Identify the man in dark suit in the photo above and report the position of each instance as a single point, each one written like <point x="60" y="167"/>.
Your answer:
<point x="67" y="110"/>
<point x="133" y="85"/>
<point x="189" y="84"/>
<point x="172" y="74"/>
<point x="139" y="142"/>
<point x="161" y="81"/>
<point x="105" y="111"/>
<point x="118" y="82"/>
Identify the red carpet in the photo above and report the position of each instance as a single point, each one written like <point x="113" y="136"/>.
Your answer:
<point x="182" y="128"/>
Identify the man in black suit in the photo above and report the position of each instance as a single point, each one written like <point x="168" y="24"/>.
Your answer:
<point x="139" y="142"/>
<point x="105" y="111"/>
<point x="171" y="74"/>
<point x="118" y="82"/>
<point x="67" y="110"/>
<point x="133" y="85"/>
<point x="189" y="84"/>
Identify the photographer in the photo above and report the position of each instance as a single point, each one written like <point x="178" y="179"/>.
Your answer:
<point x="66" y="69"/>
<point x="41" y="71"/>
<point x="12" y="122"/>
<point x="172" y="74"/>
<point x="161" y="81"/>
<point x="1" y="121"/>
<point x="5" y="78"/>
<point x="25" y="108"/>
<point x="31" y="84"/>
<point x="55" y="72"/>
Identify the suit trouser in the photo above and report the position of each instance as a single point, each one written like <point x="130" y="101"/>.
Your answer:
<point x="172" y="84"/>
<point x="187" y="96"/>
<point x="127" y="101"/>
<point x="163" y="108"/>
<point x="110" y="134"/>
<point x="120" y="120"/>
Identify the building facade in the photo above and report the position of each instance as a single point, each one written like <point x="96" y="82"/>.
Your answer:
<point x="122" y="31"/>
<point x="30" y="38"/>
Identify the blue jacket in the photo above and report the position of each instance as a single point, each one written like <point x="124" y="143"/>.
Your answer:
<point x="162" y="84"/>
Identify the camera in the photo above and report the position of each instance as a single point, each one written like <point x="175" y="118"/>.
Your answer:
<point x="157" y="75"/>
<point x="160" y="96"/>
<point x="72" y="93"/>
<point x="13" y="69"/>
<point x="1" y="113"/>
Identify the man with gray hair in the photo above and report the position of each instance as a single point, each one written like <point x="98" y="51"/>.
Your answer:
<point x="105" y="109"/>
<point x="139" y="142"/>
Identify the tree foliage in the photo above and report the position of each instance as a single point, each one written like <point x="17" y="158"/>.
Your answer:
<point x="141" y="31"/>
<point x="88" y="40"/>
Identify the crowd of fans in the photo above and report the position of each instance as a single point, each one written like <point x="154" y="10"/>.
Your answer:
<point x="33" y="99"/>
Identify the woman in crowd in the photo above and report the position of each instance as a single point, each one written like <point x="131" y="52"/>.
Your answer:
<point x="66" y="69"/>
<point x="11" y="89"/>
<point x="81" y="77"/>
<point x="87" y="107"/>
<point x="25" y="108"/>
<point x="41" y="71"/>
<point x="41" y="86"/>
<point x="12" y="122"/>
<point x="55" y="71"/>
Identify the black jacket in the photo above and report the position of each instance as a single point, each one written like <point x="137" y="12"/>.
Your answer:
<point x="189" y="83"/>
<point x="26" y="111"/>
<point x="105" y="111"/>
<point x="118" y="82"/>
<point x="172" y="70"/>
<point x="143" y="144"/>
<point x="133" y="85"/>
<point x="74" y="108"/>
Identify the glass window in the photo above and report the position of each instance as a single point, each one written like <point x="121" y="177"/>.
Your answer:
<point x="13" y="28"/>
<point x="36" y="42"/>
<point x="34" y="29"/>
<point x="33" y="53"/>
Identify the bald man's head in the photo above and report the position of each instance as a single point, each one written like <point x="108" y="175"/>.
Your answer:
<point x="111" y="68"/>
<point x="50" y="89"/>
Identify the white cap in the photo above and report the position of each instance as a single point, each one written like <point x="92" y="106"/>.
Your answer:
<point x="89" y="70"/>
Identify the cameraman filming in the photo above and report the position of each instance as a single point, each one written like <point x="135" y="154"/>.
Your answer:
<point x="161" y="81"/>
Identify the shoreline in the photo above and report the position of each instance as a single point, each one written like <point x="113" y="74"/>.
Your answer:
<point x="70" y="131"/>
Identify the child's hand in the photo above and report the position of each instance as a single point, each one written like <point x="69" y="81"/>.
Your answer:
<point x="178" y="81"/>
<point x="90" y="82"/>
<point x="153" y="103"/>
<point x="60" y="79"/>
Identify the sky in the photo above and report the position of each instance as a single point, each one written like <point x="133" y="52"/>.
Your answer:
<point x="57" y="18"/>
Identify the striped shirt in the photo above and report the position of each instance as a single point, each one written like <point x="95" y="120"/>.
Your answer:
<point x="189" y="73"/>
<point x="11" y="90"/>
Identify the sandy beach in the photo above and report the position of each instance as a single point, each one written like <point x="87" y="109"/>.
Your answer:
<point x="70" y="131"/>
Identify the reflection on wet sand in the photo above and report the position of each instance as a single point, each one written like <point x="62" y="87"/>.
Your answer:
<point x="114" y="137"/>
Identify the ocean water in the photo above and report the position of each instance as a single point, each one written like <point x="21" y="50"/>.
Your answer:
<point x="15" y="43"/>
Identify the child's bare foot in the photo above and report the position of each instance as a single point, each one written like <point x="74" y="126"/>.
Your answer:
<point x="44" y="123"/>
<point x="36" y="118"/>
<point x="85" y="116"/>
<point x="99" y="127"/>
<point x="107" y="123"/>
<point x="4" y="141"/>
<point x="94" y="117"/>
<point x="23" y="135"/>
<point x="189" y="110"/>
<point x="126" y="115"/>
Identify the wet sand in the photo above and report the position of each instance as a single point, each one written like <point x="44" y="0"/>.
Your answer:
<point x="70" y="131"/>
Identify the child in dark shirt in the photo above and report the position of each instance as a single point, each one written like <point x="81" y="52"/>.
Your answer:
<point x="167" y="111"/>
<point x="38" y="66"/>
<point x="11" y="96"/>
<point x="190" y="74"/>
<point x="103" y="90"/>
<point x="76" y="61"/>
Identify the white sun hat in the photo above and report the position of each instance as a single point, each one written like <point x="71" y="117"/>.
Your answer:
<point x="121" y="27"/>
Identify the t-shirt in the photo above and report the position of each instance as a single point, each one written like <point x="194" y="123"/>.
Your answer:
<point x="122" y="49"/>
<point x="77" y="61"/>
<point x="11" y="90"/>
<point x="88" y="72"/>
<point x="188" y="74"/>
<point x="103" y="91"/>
---+---
Your objective:
Using the listing, collect all lines in which the string "jacket" is found.

Solution for this exercise:
Identify the blue jacket in the photo above and report the position of each instance as a single point, each one written like <point x="124" y="143"/>.
Identify the black jacket in the photo above and report the position of each instance as a single point, each one written like <point x="137" y="12"/>.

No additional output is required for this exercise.